- from the Pittsburgh Post Gazette
Icon of racism gets Mexico's stamp of approval
Tuesday, July 05, 2005
By Tony Norman
Tuesday, July 05, 2005
By Tony Norman
"Those of us who grew up with Speedy Gonzales remember him fondly. For many of us, the first lick of Spanish we ever heard was "Andale! Andale! Arriba!" The cartoon mouse with the giant yellow sombrero, overactive libido ("Speedy knows my sister. Speedy knows everybody's sister") and thick accent was the only Mexican other than Zorro Americans were obliged to respect.
The cartoon mice snoozing under sombreros in desolate border towns were our first glimpses of Mexican culture. Looney Tunes portrayed Mexico as a place where tumbleweeds, hiccuping alcoholics and dull-witted mice with toothpicks dangling from their lips were the major export. Would it surprise anyone to learn that some of the vigilantes patrolling the border today carry around many of these images from their formative years?
It seemed to be a place where everyone, including Speedy, engaged in endless siestas until a predatory gringo named Sylvester Pussycat (of "Tweety & Sylvester" fame) came prowling for a dish he could swallow without much preparation. Despite lisping and excessive spitting on his part, Sylvester inadvertently became a metaphor for America's lingering imperialist fantasies of annexation south of the border.
Slowpoke Rodriguez, Speedy's lazy cousin, happily confirmed every negative stereotype of our southern neighbors imaginable, including his well-earned reputation as "the slowest mouse in all Mexico." The heavy drinking of the supporting cast underscored their marginality.
Created in the 1950s, Speedy Gonzales and his friends reflected the cultural biases of animators who couldn't be bothered to think deeply about the humanity of Mexicans. That's how things were done in those days: Paint with as broad a brush as possible, then sit back and laugh. The audience will laugh with you.
Created in the 1950s, Speedy Gonzales and his friends reflected the cultural biases of animators who couldn't be bothered to think deeply about the humanity of Mexicans. That's how things were done in those days: Paint with as broad a brush as possible, then sit back and laugh. The audience will laugh with you.
Remember Pepe LePew, the French-speaking skunk whose amorous pursuit of female cats he mistook for lady skunks constituted the first animated depictions of sexual harassment? Sure, those cartoons were hilariously xenophobic, but were Pepe's unrequited affections also a sly commentary on postwar Franco-American relations?
Was Pepe LePew a less-than-subtle way of saying that over-perfumed and deodorized Americans believe the French "stink" despite their exaggerated penchant for wine, women and romance? Oh, how the mind boggles at the burden of representation thrust upon cartoons in the last century.
In 1999, Ted Turner ordered the Cartoon Network to take Speedy Gonzales shorts out of rotation because of heightened sensitivity to negative portrayals of Hispanics on television. Hispanics themselves were split over Turner's decision to remove one of the most prominent Hispanics from television altogether, despite his problems.
There are Mexican-Americans who consider Speedy a role model because of his resourcefulness, quick wit and scrappiness, while conceding that his hard-drinking, gun-toting, cat-shooting cousin Slowpoke is a stereotype. No less a revolutionary than the Zapatistas' Subcomandante Marcos compared himself to Speedy Gonzales.

=======

**YOUR OBJECTIVE**
Copy word for word the part of the column on Speedy Gonzales starting with "It seemed to" and going on through "of the border.". The records have nothing to do with this.

**GIVEN ENTRIES**
=======

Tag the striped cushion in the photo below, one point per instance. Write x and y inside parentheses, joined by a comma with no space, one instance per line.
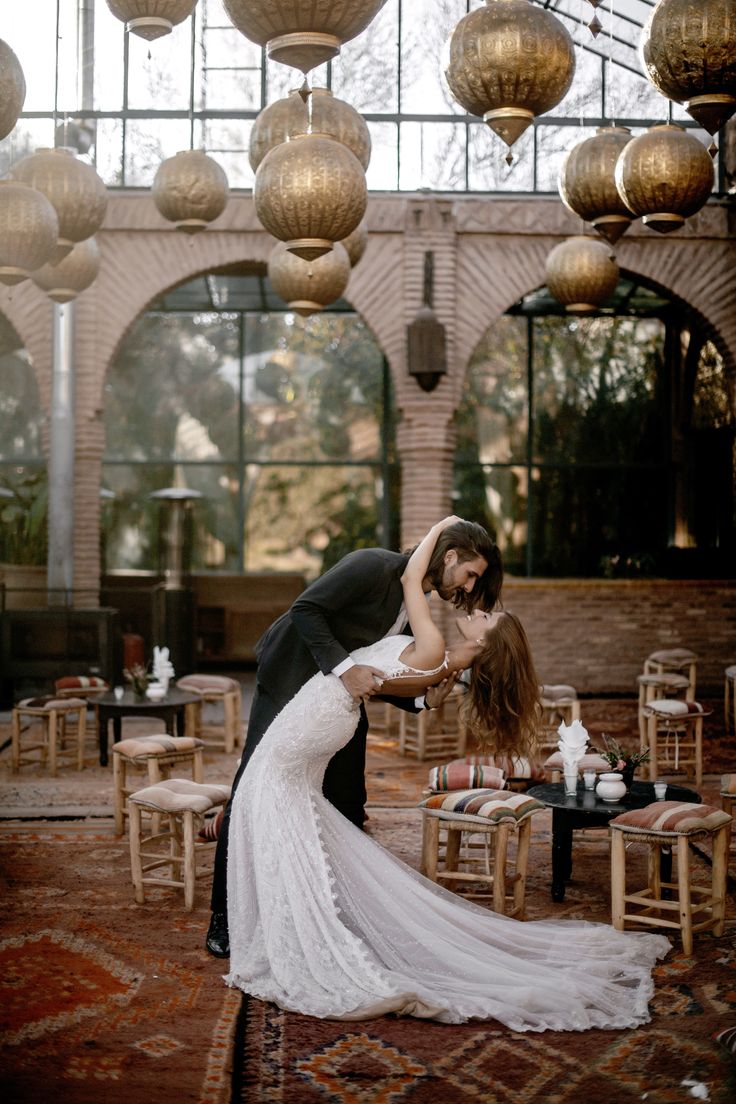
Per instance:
(159,744)
(685,818)
(205,683)
(513,766)
(81,682)
(491,805)
(178,795)
(668,707)
(465,776)
(50,702)
(589,762)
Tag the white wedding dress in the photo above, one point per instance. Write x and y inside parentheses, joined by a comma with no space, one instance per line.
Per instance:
(326,922)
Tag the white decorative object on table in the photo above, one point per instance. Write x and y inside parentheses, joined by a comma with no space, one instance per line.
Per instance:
(573,744)
(162,668)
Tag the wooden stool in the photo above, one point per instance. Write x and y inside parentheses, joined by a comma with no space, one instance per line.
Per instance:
(51,713)
(434,733)
(560,704)
(680,723)
(676,660)
(729,698)
(494,815)
(156,755)
(653,688)
(664,826)
(221,690)
(183,804)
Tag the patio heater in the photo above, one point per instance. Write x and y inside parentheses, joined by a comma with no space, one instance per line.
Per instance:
(176,605)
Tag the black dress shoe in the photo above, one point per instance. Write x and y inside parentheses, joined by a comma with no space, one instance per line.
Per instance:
(217,941)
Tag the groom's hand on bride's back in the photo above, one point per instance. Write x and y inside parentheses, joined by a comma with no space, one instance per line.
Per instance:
(361,680)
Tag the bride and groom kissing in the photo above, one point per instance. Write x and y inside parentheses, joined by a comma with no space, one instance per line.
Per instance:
(316,915)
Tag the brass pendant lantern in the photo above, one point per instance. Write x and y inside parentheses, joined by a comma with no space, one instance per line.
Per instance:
(63,282)
(73,188)
(582,273)
(302,33)
(310,192)
(12,89)
(190,190)
(664,176)
(308,286)
(689,53)
(151,19)
(355,244)
(587,184)
(288,117)
(29,229)
(509,62)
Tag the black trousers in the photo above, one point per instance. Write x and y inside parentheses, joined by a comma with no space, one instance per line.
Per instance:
(343,786)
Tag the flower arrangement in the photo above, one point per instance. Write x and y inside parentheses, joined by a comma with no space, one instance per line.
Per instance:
(138,678)
(619,759)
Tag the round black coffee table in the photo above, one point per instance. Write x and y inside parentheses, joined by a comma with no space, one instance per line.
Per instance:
(171,709)
(585,809)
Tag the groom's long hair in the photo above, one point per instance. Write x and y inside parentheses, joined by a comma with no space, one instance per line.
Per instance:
(470,541)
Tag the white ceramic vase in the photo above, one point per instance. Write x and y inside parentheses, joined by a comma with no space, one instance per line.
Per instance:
(610,787)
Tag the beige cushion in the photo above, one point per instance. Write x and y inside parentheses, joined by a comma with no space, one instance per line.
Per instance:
(159,744)
(681,818)
(208,683)
(180,795)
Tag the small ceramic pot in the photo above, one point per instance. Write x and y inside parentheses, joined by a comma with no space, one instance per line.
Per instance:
(610,787)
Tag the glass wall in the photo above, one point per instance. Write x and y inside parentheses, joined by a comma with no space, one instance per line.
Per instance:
(134,104)
(599,446)
(283,425)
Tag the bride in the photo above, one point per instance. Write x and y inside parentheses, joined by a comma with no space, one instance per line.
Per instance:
(326,922)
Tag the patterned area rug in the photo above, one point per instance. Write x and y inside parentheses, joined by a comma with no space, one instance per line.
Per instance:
(100,998)
(286,1059)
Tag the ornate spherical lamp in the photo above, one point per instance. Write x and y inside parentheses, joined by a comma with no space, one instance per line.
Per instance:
(355,244)
(285,118)
(12,89)
(151,19)
(73,188)
(664,176)
(63,282)
(582,273)
(29,229)
(587,184)
(308,286)
(190,190)
(689,53)
(310,192)
(302,33)
(509,62)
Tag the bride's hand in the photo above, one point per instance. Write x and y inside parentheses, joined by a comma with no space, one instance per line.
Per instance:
(361,680)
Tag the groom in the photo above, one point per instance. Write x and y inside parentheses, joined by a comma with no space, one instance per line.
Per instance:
(355,603)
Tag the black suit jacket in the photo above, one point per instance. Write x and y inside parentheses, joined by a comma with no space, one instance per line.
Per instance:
(351,605)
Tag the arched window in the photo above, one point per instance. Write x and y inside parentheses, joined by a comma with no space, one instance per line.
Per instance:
(284,425)
(600,445)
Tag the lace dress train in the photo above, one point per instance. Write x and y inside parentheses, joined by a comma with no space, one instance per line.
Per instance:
(326,922)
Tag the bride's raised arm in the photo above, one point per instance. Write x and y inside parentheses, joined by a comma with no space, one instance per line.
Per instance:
(428,649)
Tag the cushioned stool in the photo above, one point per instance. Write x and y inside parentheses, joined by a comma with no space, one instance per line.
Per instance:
(449,824)
(679,660)
(653,688)
(674,736)
(51,714)
(729,698)
(183,804)
(664,826)
(156,755)
(222,691)
(434,733)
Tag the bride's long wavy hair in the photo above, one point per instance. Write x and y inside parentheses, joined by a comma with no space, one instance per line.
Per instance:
(502,709)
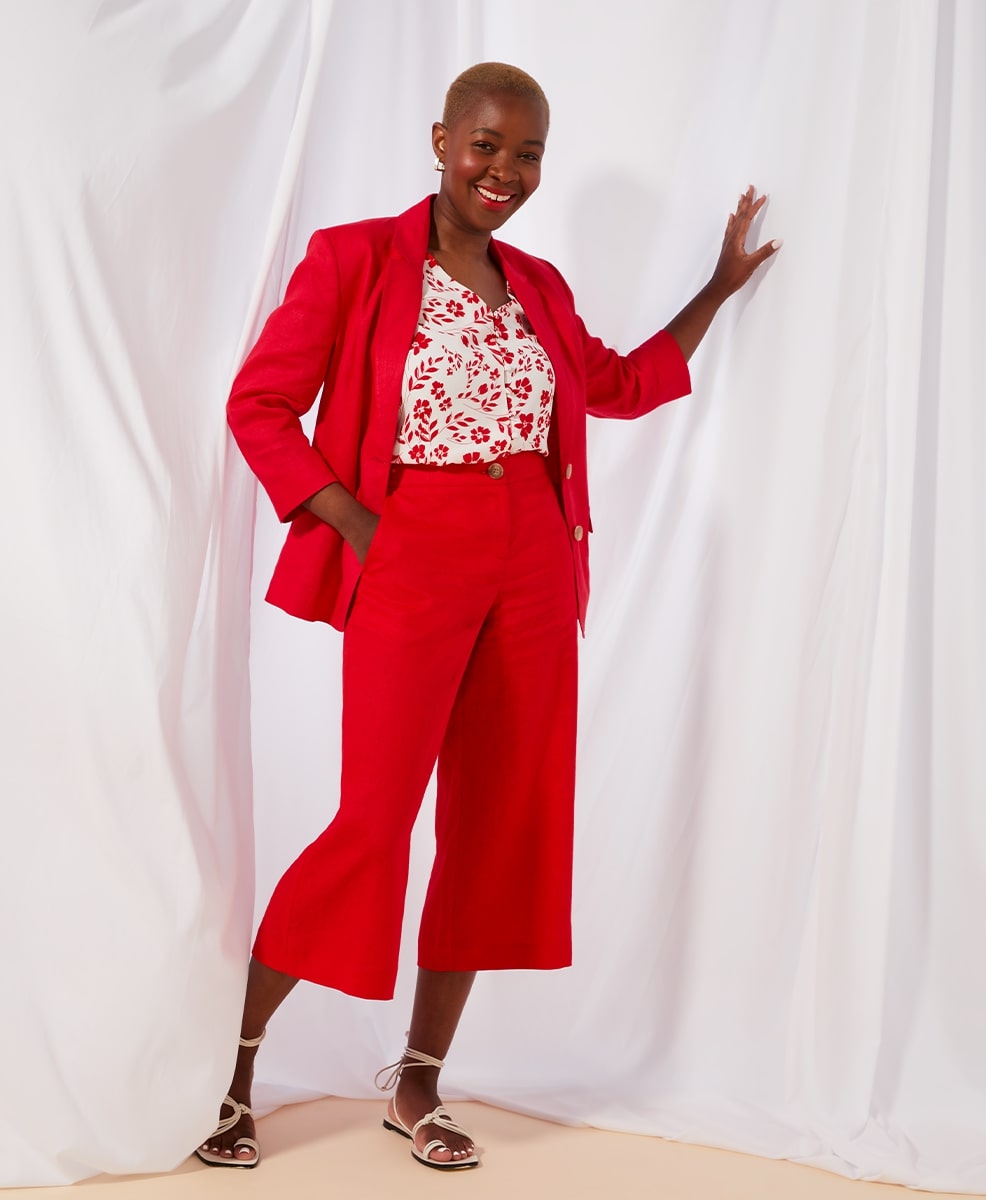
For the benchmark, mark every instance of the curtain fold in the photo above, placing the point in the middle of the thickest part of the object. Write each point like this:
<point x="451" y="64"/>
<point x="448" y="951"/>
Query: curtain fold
<point x="781" y="847"/>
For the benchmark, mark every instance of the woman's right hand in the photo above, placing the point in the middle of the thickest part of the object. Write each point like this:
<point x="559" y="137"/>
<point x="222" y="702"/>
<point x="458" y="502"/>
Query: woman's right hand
<point x="343" y="511"/>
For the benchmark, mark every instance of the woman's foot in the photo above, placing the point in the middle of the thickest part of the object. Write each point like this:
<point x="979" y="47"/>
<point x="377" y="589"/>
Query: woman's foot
<point x="415" y="1097"/>
<point x="235" y="1144"/>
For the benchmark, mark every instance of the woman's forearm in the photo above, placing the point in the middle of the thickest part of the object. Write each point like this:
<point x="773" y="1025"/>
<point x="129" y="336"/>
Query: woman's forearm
<point x="692" y="323"/>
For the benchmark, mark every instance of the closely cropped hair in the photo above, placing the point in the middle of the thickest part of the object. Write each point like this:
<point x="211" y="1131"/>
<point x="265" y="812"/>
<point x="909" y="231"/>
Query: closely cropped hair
<point x="484" y="78"/>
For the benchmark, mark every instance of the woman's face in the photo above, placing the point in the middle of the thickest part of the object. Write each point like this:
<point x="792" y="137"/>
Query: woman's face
<point x="492" y="157"/>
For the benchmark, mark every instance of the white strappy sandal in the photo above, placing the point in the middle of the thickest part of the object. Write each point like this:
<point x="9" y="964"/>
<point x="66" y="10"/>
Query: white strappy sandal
<point x="227" y="1123"/>
<point x="438" y="1117"/>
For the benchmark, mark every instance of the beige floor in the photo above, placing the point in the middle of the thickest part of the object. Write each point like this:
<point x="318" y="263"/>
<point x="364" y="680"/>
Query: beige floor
<point x="337" y="1149"/>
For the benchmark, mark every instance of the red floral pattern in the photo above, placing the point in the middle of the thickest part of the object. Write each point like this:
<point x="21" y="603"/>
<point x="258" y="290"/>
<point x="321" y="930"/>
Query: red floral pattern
<point x="478" y="383"/>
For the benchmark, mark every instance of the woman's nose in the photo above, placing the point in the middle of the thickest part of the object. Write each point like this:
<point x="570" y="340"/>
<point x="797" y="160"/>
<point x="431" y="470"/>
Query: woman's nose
<point x="501" y="168"/>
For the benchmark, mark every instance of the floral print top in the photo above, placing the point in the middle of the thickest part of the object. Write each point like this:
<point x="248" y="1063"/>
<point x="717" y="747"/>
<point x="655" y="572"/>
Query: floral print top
<point x="478" y="383"/>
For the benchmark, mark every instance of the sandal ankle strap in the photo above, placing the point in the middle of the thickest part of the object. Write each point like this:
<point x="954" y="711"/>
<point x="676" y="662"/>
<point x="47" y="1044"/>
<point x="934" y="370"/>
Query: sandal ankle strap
<point x="409" y="1059"/>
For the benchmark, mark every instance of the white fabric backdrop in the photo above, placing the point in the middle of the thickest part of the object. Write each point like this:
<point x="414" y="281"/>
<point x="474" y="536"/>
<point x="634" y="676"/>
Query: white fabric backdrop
<point x="781" y="832"/>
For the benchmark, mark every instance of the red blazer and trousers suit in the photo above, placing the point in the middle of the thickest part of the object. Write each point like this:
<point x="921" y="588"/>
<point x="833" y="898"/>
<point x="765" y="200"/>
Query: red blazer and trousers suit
<point x="419" y="678"/>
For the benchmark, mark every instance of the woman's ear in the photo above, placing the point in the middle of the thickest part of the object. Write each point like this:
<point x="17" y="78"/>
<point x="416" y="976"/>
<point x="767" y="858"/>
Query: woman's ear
<point x="438" y="139"/>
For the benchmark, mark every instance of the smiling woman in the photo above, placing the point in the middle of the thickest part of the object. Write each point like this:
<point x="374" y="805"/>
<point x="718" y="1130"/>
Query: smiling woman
<point x="439" y="517"/>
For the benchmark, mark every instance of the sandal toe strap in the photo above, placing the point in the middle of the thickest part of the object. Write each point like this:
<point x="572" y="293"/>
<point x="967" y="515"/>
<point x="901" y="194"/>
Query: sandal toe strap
<point x="440" y="1119"/>
<point x="227" y="1123"/>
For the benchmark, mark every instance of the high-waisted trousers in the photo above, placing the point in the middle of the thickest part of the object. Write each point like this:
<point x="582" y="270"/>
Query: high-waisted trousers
<point x="461" y="647"/>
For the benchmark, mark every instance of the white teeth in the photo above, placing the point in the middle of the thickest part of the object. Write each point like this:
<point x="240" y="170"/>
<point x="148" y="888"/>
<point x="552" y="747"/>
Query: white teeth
<point x="493" y="196"/>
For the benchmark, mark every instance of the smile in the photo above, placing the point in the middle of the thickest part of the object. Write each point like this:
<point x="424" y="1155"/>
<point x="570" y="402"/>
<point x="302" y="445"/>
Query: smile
<point x="494" y="197"/>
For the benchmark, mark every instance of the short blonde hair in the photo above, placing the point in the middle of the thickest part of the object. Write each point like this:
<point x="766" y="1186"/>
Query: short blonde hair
<point x="484" y="78"/>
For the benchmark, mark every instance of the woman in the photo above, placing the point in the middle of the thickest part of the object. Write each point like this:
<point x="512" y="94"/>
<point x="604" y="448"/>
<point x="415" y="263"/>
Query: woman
<point x="446" y="478"/>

=======

**RESULT**
It seemed to be a place where everyone, including Speedy, engaged in endless siestas until a predatory gringo named Sylvester Pussycat (of "Tweety & Sylvester" fame) came prowling for a dish he could swallow without much preparation. Despite lisping and excessive spitting on his part, Sylvester inadvertently became a metaphor for America's lingering imperialist fantasies of annexation south of the border.